In the forum thread below about a model stuck at 59% accuracy, what three things does each csv file hold?

**EXCERPTED TEXT:**
=== Section Start ===

If you look at your validation loss it skyrockets in epoch 2 and still worse in worse in epoch 3 than it starts off at. Classic signs that LR is too high.

Also, what are you trying to predict? A Categorical or a Continuous dep. variable? You may need to update your DataBunch API code depending on the answer to that.

sascha · April 1, 2019, 7:55pm

Hi wgpubs,

thanks for your help.
Already tried without the callbacks and different learning rates by running lr finder.
But im always on 59% accuracy.
I try to predict a categorical (binary 0 or 1) value.

Now I tried to use XGBoost and guess what - the accuracy is 59,6 %

Maybe I messed up the pandas dataframes?
I have several csv files which are predicted training sets from several models.
Each file contains ID(filename) ,prediction (float between 0 and 1) and the label.

I loaded each file into a dataframe.
Set ID (filename of image) as index.
set_index(['id'])

Joined all frames together:

ptrain = pd.concat([df1, df2,df3,df4,df5], axis=1, join='inner')
ptrain.reset_index(inplace=True)

For the test data (predictions of testdata) i did the same.
I just added the missing column “label” with value 0 because they have no label.

After this i resetted the index “id” using
reset_index(inplace=True)

=== Section End ===

**DATA RECORDS:**
=== Section Start ===

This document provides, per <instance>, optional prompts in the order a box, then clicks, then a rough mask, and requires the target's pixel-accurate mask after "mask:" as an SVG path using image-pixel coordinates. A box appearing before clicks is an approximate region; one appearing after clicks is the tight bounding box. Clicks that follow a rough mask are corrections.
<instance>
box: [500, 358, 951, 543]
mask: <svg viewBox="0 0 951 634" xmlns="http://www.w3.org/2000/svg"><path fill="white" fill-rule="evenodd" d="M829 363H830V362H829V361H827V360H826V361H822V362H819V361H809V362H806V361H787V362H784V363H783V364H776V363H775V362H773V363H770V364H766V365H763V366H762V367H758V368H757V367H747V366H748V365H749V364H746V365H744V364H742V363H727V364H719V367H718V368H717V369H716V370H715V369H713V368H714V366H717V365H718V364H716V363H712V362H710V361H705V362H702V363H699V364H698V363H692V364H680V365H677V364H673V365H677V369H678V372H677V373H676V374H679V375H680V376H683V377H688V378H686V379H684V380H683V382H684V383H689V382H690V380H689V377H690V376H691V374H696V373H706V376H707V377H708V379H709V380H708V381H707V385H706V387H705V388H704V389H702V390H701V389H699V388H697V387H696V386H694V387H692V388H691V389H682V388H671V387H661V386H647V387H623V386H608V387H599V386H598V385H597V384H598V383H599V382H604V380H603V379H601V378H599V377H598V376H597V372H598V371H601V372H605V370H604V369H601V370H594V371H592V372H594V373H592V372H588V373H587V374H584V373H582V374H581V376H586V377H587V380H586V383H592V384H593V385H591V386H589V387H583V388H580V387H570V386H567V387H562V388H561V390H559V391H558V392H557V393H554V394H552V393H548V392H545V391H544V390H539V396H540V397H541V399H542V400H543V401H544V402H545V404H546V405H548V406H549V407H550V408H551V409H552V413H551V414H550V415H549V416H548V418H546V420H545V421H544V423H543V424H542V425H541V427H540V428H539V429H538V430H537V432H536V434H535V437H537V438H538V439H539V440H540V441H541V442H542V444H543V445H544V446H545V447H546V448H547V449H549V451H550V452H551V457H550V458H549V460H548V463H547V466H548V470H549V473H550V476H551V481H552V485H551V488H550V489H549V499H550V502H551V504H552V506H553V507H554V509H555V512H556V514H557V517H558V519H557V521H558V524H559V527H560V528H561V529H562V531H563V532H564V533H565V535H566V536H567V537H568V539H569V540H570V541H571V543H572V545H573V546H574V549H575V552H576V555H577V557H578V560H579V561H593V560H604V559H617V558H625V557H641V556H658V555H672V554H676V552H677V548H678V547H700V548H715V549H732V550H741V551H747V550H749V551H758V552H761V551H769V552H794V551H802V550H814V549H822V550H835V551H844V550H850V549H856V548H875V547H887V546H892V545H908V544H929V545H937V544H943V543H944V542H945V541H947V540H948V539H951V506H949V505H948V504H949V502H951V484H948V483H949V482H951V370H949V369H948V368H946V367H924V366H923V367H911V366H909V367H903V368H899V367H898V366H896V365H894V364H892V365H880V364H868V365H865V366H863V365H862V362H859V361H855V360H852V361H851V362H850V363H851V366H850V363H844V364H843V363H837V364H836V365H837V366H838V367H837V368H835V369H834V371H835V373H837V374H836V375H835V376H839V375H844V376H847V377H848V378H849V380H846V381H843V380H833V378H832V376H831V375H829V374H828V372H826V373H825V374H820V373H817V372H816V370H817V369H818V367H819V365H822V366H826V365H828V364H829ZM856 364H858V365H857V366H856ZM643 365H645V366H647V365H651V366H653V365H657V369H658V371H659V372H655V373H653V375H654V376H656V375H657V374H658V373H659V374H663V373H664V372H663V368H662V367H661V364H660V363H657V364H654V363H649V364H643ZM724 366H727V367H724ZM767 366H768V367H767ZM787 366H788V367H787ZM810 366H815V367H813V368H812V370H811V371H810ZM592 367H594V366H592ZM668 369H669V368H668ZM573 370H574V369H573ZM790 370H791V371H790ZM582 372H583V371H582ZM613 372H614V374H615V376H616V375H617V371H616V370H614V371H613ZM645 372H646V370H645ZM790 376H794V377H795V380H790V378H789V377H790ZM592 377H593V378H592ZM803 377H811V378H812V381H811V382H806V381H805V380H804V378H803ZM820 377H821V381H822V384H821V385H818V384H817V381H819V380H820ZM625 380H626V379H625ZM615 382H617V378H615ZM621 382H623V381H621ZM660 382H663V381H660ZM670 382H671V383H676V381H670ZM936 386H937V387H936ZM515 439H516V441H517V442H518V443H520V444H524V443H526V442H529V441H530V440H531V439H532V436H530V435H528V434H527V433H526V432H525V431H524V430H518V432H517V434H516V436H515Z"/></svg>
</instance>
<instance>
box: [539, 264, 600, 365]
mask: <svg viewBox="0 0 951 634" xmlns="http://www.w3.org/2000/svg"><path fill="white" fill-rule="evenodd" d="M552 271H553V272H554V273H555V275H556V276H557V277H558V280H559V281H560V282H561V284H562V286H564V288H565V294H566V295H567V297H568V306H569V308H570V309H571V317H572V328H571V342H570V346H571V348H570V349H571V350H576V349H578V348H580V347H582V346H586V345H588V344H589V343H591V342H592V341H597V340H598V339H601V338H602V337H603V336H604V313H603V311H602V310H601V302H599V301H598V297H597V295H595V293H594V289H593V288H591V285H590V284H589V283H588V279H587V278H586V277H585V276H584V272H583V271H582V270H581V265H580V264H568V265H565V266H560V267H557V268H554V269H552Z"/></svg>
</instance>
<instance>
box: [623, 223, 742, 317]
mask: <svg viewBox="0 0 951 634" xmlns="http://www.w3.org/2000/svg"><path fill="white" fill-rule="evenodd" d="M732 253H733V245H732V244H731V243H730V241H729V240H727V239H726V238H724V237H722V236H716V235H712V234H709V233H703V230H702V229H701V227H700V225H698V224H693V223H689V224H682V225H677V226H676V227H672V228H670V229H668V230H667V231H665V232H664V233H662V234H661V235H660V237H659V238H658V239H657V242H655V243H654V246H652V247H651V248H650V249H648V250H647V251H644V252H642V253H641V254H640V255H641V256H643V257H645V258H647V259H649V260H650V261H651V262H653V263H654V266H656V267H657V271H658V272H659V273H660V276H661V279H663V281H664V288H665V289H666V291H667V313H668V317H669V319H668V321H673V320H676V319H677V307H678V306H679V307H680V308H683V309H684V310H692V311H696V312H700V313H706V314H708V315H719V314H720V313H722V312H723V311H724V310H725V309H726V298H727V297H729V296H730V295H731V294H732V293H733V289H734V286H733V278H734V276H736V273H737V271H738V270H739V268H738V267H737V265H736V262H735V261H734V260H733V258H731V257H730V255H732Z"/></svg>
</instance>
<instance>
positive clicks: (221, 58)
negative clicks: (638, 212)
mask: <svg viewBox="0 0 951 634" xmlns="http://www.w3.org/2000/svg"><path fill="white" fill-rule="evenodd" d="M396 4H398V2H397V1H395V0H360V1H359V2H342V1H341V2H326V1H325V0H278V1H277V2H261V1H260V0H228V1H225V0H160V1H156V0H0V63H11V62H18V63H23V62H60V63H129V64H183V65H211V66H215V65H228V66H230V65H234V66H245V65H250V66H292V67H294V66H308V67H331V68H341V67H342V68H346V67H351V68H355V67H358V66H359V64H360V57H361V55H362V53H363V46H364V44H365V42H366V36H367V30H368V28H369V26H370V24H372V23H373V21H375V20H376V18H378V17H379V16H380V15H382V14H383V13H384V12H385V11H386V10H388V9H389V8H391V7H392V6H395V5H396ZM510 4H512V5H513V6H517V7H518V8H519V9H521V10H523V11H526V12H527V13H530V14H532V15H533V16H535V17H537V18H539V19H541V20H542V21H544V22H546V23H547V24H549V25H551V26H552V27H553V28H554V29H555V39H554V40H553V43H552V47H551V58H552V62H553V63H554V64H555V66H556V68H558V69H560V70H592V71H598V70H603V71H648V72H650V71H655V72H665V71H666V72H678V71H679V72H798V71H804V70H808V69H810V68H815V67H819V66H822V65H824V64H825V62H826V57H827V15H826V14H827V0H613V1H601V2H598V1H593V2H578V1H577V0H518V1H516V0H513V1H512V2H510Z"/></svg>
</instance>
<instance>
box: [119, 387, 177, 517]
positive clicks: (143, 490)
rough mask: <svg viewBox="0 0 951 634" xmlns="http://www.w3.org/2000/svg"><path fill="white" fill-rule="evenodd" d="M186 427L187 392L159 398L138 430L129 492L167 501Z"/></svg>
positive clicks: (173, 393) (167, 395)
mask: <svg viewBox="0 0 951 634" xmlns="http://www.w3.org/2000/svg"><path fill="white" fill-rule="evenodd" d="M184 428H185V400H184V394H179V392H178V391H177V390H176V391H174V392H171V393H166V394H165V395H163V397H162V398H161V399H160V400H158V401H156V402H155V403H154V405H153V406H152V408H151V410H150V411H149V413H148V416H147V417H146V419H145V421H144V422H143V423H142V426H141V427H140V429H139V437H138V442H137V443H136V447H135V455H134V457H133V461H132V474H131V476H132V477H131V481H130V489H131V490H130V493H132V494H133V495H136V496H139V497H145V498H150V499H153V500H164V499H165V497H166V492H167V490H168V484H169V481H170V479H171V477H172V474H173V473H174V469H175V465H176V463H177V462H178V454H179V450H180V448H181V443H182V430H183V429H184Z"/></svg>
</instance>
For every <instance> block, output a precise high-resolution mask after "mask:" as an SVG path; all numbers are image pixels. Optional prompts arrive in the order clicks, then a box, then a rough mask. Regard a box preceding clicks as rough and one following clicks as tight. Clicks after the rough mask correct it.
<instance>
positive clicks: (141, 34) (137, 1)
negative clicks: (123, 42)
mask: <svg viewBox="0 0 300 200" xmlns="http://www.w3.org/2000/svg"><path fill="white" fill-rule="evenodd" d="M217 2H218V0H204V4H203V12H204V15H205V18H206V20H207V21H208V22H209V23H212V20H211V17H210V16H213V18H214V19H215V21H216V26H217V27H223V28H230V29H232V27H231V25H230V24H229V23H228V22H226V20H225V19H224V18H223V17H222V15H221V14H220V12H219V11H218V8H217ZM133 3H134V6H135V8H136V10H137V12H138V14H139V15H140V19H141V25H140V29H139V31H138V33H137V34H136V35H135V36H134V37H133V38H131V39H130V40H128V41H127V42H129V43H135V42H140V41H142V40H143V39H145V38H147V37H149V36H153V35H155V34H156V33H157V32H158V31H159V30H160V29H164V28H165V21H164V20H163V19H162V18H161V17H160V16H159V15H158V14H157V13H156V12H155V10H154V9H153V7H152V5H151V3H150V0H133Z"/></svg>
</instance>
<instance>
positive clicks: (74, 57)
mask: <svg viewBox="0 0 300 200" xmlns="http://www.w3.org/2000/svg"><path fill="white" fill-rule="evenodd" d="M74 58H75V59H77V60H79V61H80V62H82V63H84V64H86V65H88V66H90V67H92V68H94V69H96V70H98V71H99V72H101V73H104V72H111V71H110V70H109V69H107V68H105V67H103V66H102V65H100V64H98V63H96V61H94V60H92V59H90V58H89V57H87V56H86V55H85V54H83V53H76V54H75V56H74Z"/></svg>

=== Section End ===

**TASK OUTPUT:** An ID (the image filename), a prediction (a float between 0 and 1), and the label.